• **Auftrag A**
Beantworte zum Text über Marian Schreier die folgenden Fragen:
(i) Für welchen SPD-Politiker arbeitete Marian Schreier kurzzeitig?
(ii) Wie alt ist Marian Schreier?
(iii) Welche Sprache spricht er, wenn er redet?
• **Auftrag B**
Gib aus dem Text über Marian Schreier den Abschnitt wortgetreu wieder, der mit „Der junge Mann“ beginnt und bis einschließlich „seinen Ansprachen geschliffen.“ reicht.
• **Auftrag C**
Schreibe den Text über Marian Schreier im Anschluss an seinen letzten Satz weiter.

• **Textblock**
+++++

Der junge Mann kann gut reden

Seine ersten Schritte in die Politik tat er bei dem SPD-Politiker Peer Steinbrück, für den er kurzzeitig arbeitete. Bei diesem markanten Hanseaten sah er schnell, wie wichtig gute Rhetorik ist. Schon als Student hatte Marian Schreier an Wettbewerben für Redekunst teilgenommen und an seinen Ansprachen geschliffen.

Sein Talent hat er verfeinert. Der 31-Jährige redet vor allem frei. Die Länge dosiert er fein, er gerät nicht in die endlosen Schleifen manches kommunalen Platzhirsches, der sich mit mächtigem Geweih in den eigenen Nebensätzen verstrickt. Schreier biedert sich auch nicht an. Er redet Hochdeutsch und wählt ein feines Vokabular aus, ohne dass er überkandidelt wäre. Er kann es, und man spürt: Seine Tengener hören ihm gerne zu.

+++++

• **Extrahierte Einträge**
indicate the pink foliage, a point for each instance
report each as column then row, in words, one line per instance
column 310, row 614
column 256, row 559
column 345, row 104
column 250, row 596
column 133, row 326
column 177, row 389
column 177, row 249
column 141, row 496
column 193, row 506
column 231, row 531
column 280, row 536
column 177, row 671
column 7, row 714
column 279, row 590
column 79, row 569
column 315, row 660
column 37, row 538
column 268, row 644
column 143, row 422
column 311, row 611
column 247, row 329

+++++

• **Endgültige Antwort A**
(i) Peer Steinbrück
(ii) 31 Jahre
(iii) Hochdeutsch

• **Endgültige Antwort B**
Der junge Mann kann gut reden

Seine ersten Schritte in die Politik tat er bei dem SPD-Politiker Peer Steinbrück, für den er kurzzeitig arbeitete. Bei diesem markanten Hanseaten sah er schnell, wie wichtig gute Rhetorik ist. Schon als Student hatte Marian Schreier an Wettbewerben für Redekunst teilgenommen und an seinen Ansprachen geschliffen.

• **Endgültige Antwort C**
Für zwei bis drei Sekunden im freien Fall

Kürzlich hat ihn das Schicksal gestreift. Auf der A 81 hatte er einen Aquaplaning-Unfall. Er landete in einem Maisfeld, blieb fast unverletzt. Aber eine Erfahrung bleibt ihm: „In diesen zwei bis drei Sekunden geht einem alles Mögliche durch den Kopf“, sagt er.